[Given information]

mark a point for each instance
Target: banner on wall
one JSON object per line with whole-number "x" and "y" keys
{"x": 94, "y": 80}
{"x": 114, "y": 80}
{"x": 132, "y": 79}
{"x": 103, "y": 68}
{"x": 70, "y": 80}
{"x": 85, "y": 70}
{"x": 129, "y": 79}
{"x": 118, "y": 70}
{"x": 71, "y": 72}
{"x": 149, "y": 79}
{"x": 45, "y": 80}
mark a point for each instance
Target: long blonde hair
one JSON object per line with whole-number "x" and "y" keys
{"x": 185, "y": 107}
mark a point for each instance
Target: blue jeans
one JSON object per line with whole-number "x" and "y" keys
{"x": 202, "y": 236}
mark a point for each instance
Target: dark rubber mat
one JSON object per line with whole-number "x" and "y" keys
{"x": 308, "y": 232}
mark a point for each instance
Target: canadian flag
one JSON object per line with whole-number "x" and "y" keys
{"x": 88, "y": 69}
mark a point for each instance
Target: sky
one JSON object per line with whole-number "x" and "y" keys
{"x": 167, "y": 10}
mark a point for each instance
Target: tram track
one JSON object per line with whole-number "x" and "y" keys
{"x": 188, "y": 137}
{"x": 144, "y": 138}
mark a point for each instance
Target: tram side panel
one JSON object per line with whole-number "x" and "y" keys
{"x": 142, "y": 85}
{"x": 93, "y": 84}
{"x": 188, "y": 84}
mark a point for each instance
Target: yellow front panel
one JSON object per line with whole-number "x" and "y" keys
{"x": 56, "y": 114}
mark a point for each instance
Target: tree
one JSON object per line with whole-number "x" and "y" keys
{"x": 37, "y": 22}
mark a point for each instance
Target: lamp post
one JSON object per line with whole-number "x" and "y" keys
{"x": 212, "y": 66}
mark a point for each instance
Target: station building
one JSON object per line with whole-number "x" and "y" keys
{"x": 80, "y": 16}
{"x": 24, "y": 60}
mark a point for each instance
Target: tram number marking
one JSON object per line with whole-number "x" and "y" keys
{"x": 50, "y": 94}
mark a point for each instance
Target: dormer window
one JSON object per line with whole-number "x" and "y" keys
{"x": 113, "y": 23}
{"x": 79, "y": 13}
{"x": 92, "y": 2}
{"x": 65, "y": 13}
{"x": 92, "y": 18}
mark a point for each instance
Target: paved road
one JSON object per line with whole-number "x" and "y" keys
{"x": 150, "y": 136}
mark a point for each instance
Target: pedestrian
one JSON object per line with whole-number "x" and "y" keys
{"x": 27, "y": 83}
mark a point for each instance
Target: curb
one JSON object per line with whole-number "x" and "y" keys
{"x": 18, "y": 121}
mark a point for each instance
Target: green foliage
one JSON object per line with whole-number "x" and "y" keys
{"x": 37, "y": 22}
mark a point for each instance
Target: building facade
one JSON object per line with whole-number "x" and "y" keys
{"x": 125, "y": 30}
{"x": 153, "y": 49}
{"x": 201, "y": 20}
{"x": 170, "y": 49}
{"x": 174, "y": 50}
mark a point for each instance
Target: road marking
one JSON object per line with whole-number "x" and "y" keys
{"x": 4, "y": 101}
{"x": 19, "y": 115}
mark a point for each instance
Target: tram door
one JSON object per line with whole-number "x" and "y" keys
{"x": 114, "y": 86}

[Given exercise]
Give the data again, exactly as it stands.

[Full output]
mark a point for each instance
Target: banner on wall
one JSON object per line with whole-number "x" and "y" keys
{"x": 94, "y": 80}
{"x": 114, "y": 80}
{"x": 132, "y": 79}
{"x": 103, "y": 68}
{"x": 70, "y": 80}
{"x": 85, "y": 70}
{"x": 129, "y": 79}
{"x": 118, "y": 70}
{"x": 71, "y": 72}
{"x": 149, "y": 79}
{"x": 45, "y": 80}
mark a point for each instance
Target: long blonde hair
one JSON object per line with whole-number "x" and "y" keys
{"x": 185, "y": 107}
mark a point for each instance
Target: blue jeans
one JSON object per line with whole-number "x" and "y" keys
{"x": 202, "y": 236}
mark a point for each instance
Target: dark rubber mat
one JSON object per line with whole-number "x" and "y" keys
{"x": 308, "y": 232}
mark a point for each instance
Target: canadian flag
one JSON object per line with whole-number "x" and "y" keys
{"x": 88, "y": 69}
mark a point for each instance
Target: sky
one JSON object per line with whole-number "x" and "y" keys
{"x": 167, "y": 10}
mark a point for each instance
Target: tram track
one JSON object per line with whole-number "x" and "y" keys
{"x": 188, "y": 137}
{"x": 144, "y": 138}
mark a point for each instance
Target: tram side panel
one JSON object per line with whole-number "x" and "y" keys
{"x": 142, "y": 85}
{"x": 93, "y": 84}
{"x": 188, "y": 84}
mark a point for each instance
Target: yellow front panel
one JSON object per line with whole-number "x" and "y" keys
{"x": 56, "y": 114}
mark a point for each instance
Target: tree
one JSON object per line with whole-number "x" and "y" keys
{"x": 37, "y": 22}
mark a point for each instance
Target: lamp post
one JSON object per line with whole-number "x" and "y" keys
{"x": 212, "y": 66}
mark a point for each instance
Target: station building
one JSON object per line with whole-number "x" and "y" keys
{"x": 80, "y": 16}
{"x": 24, "y": 60}
mark a point for each instance
Target: tram number marking
one JSON object per line with whole-number "x" and "y" keys
{"x": 50, "y": 94}
mark a point for each instance
Target: dormer window
one JSON object per line with whole-number "x" and "y" keys
{"x": 113, "y": 23}
{"x": 79, "y": 13}
{"x": 92, "y": 2}
{"x": 65, "y": 13}
{"x": 92, "y": 18}
mark a point for each instance
Target: paved road
one JSON object per line with whole-number "x" and "y" keys
{"x": 150, "y": 136}
mark a point for each instance
Target: pedestrian
one JSON object per line with whole-number "x" and "y" keys
{"x": 27, "y": 83}
mark a point for each instance
Target: curb
one JSON object per line with whole-number "x" and "y" keys
{"x": 18, "y": 121}
mark a point for each instance
Target: green foliage
one JSON object per line with whole-number "x" and "y" keys
{"x": 37, "y": 22}
mark a point for each instance
Target: building facade
one JSON object per line with whole-number "x" and "y" keys
{"x": 125, "y": 30}
{"x": 153, "y": 49}
{"x": 201, "y": 20}
{"x": 170, "y": 49}
{"x": 174, "y": 50}
mark a point for each instance
Target: road marking
one JSON object per line with whole-number "x" and "y" keys
{"x": 4, "y": 101}
{"x": 19, "y": 115}
mark a point for each instance
Target: tram door
one JSON object per line with whole-number "x" and "y" keys
{"x": 114, "y": 86}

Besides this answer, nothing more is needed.